**EXTRACT TO READ**
------------------------------------

We open next week! Get your tickets now!

Long Live the Musical!
Scott

The New Regional Arts Commission

To our great surprise and horror, after 27 years of funding New Line Theatre, the Regional Arts Commission (RAC) decided not to fund us this season. We were truly baffled by the decision -- we get rave reviews for every show we produce, we have a national profile for both excellence and risk-taking, and Broadway writers periodically come see our productions of their shows, particularly when those shows were destroyed on Broadway, but brought back to life by New Line.

One article about RAC's new direction said, "Among the plan’s recommendations is that arts groups work with local organizations to help solve community problems. Arts groups can play a role with efforts to build affordable housing, improve public safety and other civic initiatives, RAC executive director Felicia Shaw said."

I think this is seriously misguided. You don't drive a nail with a pair of scissors. Same principle here.

Theatre and other art forms often address social and political issues (at New Line, almost always), but it is not the job of an arts organization to build housing or make neighborhoods safe. We are storytellers, not the police and not construction workers. We make our communities better places already by telling important, relevant stories that make people think. Does she not understand that?

Felicia is essentially telling us, though she may not realize it, that if we want to be funded by RAC again, we have to change the nature of what we do, change our mission statement (which does not currently mention affordable housing or neighborhood safety), etc.

In another interview, she said, "The focus of the report is how can the arts play a larger role in making St. Louis a better place to live."

The arts already do that in spades. In every city that creates an arts district, neighborhoods around that district thrive, because the arts automatically make an area a better place to live.

One person commented about all this in a St. Louis Theatre group on Facebook, "I believe though that sometimes we have to go beyond our comfort zone for what the community needs. I think that’s what RAC is trying to accomplish."

But it's not about comfort zones; it's about mission statement. People don't donate money to New Line to build affordable housing; they donate to us to tell them interesting, thought-provoking stories that intersect/interact with the issues surrounding us in the real world.

There's also something much more, much bigger going on here. Felicia's comments reveal something far more concerning, an underlying assumption that the arts are not "enough," that creating art and sharing it with the community, the entire point of a nonprofit arts organization, isn't sufficiently valuable in her eyes; that feeding the soul and the brain and the heart are less worthy endeavors than feeding the stomach.

All this despite the fact that storytelling is one of the most basic, most necessary of human functions. It's how we learn, how we connect, how we cooperate, how we govern, how we record our history and our culture, how we work through problems, how we grow collectively and individually. Storytelling is one of the most basic of human needs, going back to the first pictographs on cave walls.

To disrespect that long, proud, noble history, by telling us we only have value when that storytelling is augmented with "real world" service, is truly disappointing. Felicia obviously doesn't understand that, as important as building houses will always be, just as important is building empathy and understanding and connection, through the very real magic of storytelling. We shouldn't have to help build housing to prove our worth.

Let's look at the IRS and nonprofit status...

1894 – The Tariff Act of 1894 provided the first statutory Federal income tax exemption for charitable organizations: “nothing herein contained shall apply to … corporations, companies, or associations organized and conducted solely for charitable, religious, or educational purposes.”

------------------------------------

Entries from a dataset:
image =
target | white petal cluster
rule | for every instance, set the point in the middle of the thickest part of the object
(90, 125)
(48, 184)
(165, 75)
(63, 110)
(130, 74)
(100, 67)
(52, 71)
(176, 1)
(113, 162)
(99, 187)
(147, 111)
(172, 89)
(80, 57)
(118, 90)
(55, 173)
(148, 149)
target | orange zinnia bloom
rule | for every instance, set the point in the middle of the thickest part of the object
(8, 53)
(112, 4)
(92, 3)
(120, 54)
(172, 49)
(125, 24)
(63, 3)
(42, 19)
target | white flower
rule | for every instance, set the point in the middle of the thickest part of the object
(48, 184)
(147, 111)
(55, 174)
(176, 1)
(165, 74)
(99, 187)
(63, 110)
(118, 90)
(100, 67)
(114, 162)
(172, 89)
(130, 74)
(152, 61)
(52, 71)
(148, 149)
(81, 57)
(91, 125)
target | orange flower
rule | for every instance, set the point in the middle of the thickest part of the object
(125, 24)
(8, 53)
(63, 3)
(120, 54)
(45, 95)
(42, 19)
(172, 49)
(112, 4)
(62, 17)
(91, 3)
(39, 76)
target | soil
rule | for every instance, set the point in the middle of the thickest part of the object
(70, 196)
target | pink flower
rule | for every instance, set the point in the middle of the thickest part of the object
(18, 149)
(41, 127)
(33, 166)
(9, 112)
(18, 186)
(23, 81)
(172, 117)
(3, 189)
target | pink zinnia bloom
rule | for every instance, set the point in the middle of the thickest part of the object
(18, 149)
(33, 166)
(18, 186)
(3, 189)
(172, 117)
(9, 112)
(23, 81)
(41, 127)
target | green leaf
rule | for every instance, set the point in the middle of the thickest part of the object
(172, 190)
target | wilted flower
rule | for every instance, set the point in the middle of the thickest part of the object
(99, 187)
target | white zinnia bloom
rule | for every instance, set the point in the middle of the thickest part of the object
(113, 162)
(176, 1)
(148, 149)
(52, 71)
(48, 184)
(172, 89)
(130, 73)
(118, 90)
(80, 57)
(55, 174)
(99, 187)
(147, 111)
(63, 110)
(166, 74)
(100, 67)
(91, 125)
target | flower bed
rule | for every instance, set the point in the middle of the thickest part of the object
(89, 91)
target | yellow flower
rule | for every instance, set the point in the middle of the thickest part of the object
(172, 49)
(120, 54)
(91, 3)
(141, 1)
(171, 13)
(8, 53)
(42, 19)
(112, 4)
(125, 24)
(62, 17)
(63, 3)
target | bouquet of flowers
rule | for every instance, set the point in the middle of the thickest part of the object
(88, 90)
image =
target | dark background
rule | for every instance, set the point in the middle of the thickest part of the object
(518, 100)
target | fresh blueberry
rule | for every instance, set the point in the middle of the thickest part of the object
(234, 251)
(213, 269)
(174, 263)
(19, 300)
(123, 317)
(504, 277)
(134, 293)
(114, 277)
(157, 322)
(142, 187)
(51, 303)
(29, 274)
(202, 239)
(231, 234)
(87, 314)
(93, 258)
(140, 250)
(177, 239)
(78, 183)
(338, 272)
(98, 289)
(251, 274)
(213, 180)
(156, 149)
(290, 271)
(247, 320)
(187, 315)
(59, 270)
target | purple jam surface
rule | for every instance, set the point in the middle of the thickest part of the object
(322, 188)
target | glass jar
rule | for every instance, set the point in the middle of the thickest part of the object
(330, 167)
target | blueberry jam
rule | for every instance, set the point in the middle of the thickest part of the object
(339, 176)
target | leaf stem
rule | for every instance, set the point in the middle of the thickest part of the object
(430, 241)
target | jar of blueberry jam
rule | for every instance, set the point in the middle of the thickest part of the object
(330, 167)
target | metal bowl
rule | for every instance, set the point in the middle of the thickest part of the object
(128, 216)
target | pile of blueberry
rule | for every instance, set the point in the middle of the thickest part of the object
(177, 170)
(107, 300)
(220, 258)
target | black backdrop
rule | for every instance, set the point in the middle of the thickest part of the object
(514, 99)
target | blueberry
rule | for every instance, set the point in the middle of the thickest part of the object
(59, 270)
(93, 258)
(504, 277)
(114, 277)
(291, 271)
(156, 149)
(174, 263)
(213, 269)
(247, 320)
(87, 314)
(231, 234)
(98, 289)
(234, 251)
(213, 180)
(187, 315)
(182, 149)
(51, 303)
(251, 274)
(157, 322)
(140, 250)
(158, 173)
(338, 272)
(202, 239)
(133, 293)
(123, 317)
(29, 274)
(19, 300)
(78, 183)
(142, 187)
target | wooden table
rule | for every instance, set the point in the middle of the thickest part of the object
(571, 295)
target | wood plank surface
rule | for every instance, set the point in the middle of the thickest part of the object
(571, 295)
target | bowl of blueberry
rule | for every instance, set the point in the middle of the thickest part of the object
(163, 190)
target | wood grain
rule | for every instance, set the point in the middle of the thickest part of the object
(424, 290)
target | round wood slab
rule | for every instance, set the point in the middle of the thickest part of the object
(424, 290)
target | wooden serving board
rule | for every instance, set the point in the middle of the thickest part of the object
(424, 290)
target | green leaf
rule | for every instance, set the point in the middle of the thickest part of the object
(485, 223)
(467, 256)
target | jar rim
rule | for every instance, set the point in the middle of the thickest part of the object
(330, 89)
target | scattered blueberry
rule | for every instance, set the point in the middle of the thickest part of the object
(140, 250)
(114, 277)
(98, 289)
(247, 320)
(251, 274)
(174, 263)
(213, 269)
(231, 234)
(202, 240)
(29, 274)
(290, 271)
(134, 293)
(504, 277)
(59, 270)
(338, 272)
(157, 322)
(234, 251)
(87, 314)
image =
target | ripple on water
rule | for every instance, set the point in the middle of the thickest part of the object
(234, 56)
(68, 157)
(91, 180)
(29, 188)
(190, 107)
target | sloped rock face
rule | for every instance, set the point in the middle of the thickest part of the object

------------------------------------

**OBJECTIVES**
1. According to the post about the Regional Arts Commission, for how many years had the commission funded New Line Theatre before deciding not to fund it this season?
2. From the post about the Regional Arts Commission, set down word for word the passage that begins at the words "All this despite" and stops after "and nonprofit status...".

**ANSWERS BELOW**
1. 27 years

2.
All this despite the fact that storytelling is one of the most basic, most necessary of human functions. It's how we learn, how we connect, how we cooperate, how we govern, how we record our history and our culture, how we work through problems, how we grow collectively and individually. Storytelling is one of the most basic of human needs, going back to the first pictographs on cave walls.

To disrespect that long, proud, noble history, by telling us we only have value when that storytelling is augmented with "real world" service, is truly disappointing. Felicia obviously doesn't understand that, as important as building houses will always be, just as important is building empathy and understanding and connection, through the very real magic of storytelling. We shouldn't have to help build housing to prove our worth.

Let's look at the IRS and nonprofit status...